The video is in Spanish, but if you go to YouTube settings, you can have the captions shown and autotranslated in English.

The problem the video is suggesting is overall bus network design.


Negative people... have a problem for every solution. Posts are commentary and are not necessarily endorsed by RAIL Back on Track or its members.

hU0N

IIRC I think that the cost is already quite high. As in daily tickets cost somewhere in the vicinity of 1/3 of the average daily wage for a day labourer (ie the sort of worker we'd call minimum wage in the first world).

As for network design, I don't know much about the details, but I'm almost certain that it's a closed busway trunk-and-feeder design with cross platform transfers to out of system local feeder buses at certain stations. Part of the problem is that they have given in to the temptation to run complicated skip stop express patterns to squeeze an extra 30% capacity out of the fact that bus headways are quite a bit shorter than station dwell times.

▶ Items from a collection
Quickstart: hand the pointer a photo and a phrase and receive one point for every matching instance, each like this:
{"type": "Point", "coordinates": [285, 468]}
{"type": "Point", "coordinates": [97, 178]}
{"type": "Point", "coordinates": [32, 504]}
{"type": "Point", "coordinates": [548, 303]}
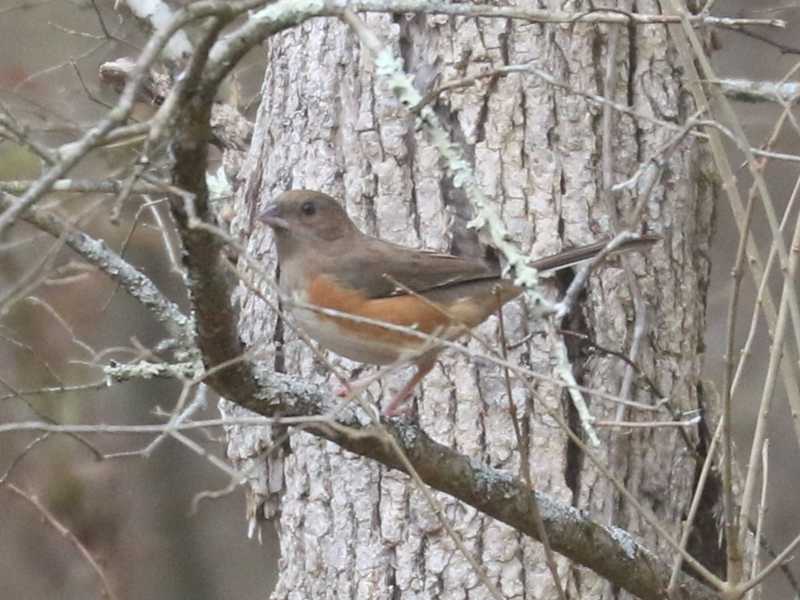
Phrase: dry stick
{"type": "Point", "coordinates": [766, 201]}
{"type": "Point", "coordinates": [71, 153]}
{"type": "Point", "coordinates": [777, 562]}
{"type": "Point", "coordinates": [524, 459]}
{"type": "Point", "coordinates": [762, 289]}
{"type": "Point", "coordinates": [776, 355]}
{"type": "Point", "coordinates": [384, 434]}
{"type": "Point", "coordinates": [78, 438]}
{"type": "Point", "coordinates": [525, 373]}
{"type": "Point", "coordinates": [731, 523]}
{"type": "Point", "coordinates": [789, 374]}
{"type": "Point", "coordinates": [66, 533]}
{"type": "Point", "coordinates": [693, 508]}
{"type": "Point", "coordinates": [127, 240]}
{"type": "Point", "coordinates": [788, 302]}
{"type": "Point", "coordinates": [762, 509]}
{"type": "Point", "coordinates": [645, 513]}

▶ Short task
Could you write the next part of the forum discussion about bus network design, starting right after its last sentence? These items have nothing to do with the discussion of bus network design.

▶ Task response
The option to run this sort of pattern is fairly unique to BRT. Heavy rail has minimum headways that are typically longer than minimum station dwell times, and while LRT is similar to BRT in the headway vs dwell time department, actually implementing skip stop operation to take advantage of it is prohibitively tricky or expensive or both.

As such, I don't know if there are enough comparative examples to say whether this type of pattern works best for Bogota or not. One thing I am certain of is that the problem is a little different to Brisbane. Here we prioritise one seat coverage over legibility or capacity. In Bogota, capacity is king.